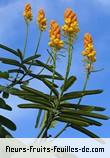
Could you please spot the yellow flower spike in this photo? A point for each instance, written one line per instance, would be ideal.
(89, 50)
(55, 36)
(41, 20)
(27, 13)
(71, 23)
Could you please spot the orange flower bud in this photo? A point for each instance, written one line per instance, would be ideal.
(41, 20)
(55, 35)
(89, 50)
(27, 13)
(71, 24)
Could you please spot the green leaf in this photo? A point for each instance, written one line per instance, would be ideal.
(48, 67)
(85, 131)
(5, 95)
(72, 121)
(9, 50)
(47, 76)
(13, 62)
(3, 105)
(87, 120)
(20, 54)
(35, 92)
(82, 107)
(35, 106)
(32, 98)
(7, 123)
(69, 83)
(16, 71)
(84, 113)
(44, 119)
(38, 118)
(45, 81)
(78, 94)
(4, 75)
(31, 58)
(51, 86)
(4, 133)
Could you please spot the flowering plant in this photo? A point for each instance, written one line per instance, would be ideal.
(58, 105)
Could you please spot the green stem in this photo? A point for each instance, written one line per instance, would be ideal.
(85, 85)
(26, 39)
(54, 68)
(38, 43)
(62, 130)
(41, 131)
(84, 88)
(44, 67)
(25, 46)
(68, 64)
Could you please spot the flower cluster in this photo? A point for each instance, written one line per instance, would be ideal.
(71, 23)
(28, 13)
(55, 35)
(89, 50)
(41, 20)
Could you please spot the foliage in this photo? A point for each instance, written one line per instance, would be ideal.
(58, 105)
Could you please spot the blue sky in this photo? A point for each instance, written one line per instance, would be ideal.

---

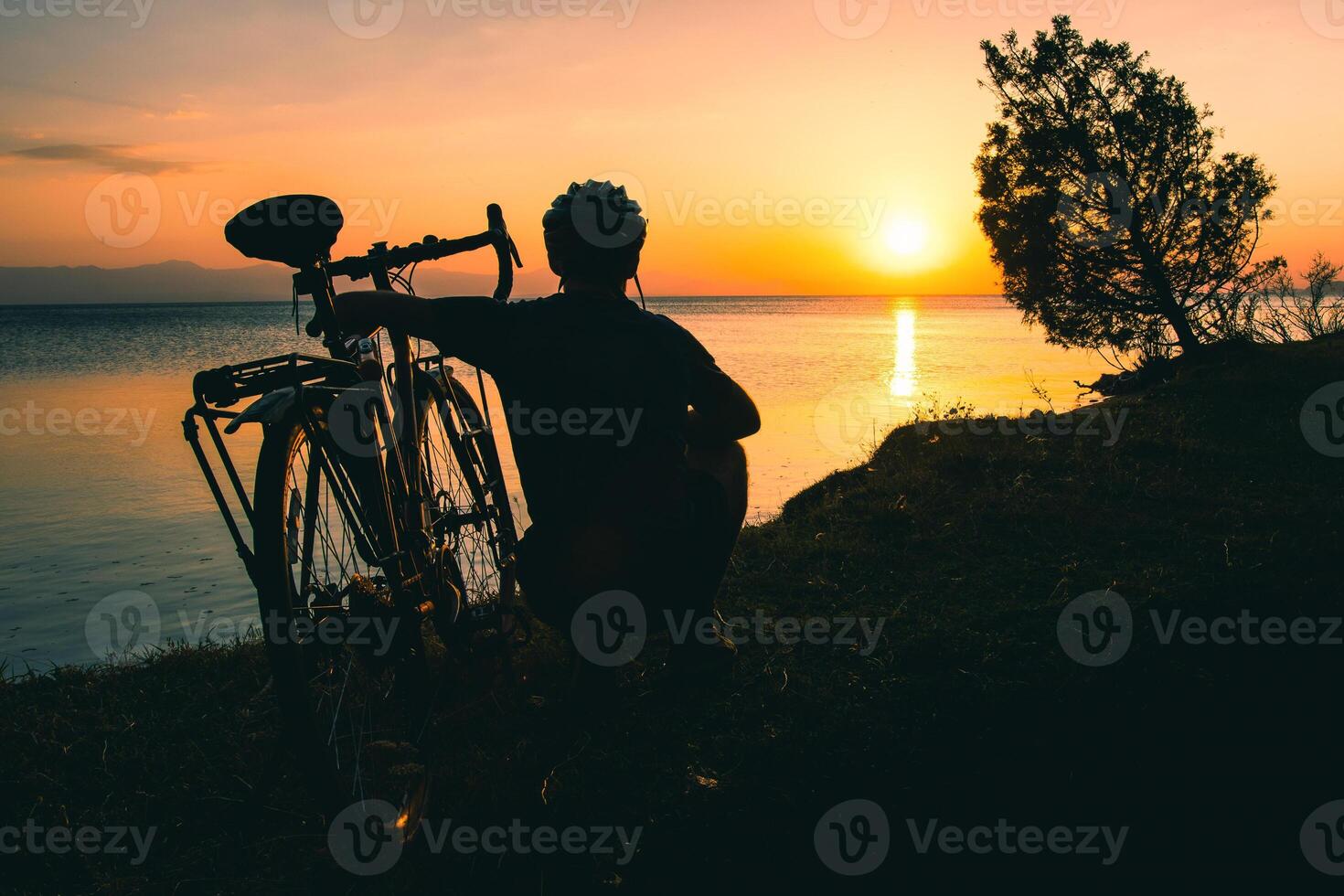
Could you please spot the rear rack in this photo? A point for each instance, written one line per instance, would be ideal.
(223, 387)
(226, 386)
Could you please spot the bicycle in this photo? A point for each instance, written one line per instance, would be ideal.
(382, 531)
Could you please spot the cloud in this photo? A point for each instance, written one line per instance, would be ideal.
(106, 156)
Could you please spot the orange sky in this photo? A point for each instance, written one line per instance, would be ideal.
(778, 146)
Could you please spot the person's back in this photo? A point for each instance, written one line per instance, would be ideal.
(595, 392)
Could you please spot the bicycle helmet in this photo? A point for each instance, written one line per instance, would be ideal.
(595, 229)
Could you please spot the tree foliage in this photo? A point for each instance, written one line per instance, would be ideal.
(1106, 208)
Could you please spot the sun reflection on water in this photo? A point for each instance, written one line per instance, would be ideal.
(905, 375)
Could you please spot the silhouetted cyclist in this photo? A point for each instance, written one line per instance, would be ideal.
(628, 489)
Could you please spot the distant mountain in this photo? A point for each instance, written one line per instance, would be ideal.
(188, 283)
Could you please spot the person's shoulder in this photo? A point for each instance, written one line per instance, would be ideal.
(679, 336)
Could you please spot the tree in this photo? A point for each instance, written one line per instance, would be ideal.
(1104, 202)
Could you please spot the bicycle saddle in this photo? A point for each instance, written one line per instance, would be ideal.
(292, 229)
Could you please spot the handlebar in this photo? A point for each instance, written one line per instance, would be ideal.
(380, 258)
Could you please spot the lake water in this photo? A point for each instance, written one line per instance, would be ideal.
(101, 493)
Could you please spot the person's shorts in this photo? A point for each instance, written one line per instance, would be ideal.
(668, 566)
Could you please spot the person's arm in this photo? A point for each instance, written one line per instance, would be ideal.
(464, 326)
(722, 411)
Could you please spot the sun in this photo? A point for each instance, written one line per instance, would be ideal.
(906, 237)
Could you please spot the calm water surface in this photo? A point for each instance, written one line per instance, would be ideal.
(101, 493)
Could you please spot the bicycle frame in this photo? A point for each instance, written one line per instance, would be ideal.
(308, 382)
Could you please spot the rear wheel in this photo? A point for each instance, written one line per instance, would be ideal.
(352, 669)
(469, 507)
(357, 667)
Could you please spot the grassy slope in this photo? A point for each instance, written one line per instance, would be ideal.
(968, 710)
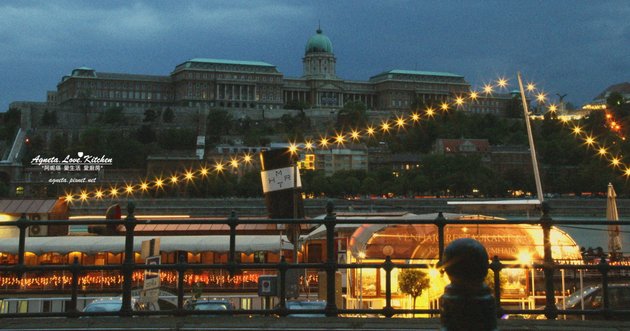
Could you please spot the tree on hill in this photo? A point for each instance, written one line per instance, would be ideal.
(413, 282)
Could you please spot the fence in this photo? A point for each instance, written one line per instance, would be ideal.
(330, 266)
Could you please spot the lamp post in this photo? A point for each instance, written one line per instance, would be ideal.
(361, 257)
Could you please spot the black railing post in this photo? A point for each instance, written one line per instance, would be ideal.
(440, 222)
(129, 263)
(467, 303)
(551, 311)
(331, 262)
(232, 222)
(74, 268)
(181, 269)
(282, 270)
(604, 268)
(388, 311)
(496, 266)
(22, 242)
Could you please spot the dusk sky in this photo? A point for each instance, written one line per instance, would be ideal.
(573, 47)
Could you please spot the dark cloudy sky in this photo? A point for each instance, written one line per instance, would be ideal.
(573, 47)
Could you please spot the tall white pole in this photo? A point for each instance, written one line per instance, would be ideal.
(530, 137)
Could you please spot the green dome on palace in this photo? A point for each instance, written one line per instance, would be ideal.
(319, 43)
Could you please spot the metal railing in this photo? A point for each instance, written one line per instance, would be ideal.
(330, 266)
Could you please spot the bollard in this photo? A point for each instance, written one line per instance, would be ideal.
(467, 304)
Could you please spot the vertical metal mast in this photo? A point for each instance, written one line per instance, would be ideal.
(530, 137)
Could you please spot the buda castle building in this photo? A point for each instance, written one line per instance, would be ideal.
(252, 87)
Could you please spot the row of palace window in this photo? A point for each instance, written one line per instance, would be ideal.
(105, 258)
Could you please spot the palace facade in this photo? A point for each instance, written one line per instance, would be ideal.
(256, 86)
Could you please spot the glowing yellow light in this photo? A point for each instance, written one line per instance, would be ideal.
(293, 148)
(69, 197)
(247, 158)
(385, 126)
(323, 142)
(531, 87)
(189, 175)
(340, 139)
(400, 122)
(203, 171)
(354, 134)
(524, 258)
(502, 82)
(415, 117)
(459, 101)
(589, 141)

### Written task
Pick out every line in the material above that contains the string "tree", and copy each one. Matching is case-sensitive.

### Result for this exercise
Could you please spot the tree foliage in this photo? A point for each instance, written one line per instance, would be ideal.
Could you please spot the tree in this photo? A point for each instance, written one line per instance, would be ideal.
Could you please spot the tree on hill in this photo? A point for each instance, written one line per instance, would be ideal.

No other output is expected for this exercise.